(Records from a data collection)
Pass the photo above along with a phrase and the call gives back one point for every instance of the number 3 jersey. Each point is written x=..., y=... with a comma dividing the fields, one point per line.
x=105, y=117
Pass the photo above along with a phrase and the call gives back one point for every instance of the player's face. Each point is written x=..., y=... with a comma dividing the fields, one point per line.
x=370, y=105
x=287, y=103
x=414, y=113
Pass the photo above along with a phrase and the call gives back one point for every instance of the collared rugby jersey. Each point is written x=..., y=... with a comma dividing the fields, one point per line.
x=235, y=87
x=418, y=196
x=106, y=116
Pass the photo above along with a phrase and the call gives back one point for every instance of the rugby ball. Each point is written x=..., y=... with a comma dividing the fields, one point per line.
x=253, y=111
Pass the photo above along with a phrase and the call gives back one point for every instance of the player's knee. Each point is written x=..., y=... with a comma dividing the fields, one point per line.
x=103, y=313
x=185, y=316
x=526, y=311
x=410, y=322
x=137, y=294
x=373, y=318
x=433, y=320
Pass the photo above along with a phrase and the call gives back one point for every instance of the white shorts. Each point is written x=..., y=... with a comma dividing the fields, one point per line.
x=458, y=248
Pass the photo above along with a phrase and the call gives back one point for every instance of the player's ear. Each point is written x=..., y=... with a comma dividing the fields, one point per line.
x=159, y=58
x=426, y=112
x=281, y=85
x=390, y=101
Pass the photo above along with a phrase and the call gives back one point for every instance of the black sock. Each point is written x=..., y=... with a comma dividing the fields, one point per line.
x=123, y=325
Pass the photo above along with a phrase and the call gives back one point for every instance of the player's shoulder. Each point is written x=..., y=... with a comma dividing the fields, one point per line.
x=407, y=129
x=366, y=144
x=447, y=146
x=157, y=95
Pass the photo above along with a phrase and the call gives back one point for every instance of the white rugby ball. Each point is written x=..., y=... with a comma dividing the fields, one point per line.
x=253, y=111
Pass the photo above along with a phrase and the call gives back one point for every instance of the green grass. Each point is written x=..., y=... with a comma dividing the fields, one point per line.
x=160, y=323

▶ **EXERCISE DIRECTIONS**: Each entry above should be restated exactly as supplied.

▶ **ANSWER BOX**:
Pass the photo above along with a phrase and the call gives back one point for every instance of the number 3 jersey. Each point is written x=..., y=... with a comma dividing the fields, one point per line.
x=105, y=117
Pass the photo above along with a phrase and the call gives back one point for every instance of the player's face. Each point is written x=..., y=... with a comma dividing the fields, one point per line.
x=370, y=105
x=287, y=103
x=414, y=113
Pass the photo above along with a phrase and the call gives back one point for every instance of the collared rugby jersey. Each point is written x=..., y=... with a comma dividing the fields, one point per line.
x=235, y=87
x=418, y=196
x=106, y=116
Pass the photo above along with a phrase and the call gives back one point for every instance of the rugby ball. Each point is written x=..., y=... with a comma dividing the fields, one point per line.
x=253, y=111
Pass the photo above along with a phrase and the call gives back one point for every instance of the player's knee. Each point is written x=..., y=... with a comma dividing the fields, one point per line.
x=103, y=313
x=185, y=316
x=526, y=311
x=410, y=322
x=137, y=294
x=373, y=318
x=433, y=320
Pass the photo above along with a phrase and the call gives back one point for every instance of the white shorts. Each point is written x=..., y=... with a comma dividing the fields, one point per line.
x=458, y=248
Pass the photo above along with a phrase and the call gives back one point for every instance of the player's ear. Each point is written x=..., y=... with a comma dividing the fields, one point per line.
x=159, y=58
x=426, y=112
x=281, y=85
x=390, y=101
Pass the photo above along with a phrase and the call gives back one point for every instance of the black sock. Each point is written x=..., y=... with a comma dividing the fields, one point per line.
x=123, y=325
Pass the photo above along with a phrase and the call gives back one point for every instance of the player's shoulder. Each point is written x=..., y=... with a comma dividing the fields, one point per line.
x=407, y=129
x=366, y=144
x=447, y=146
x=157, y=95
Pass the photo above along with a phrase and the call gives back one point for every instance of the white rugby ball. Each point is written x=..., y=... with a comma dividing the fields, one point per line.
x=253, y=111
Pass the photo above along with a phrase and the call gives back one point for every instance of the green grass. Each point is written x=..., y=... with a comma dividing the fields, one point per line.
x=160, y=323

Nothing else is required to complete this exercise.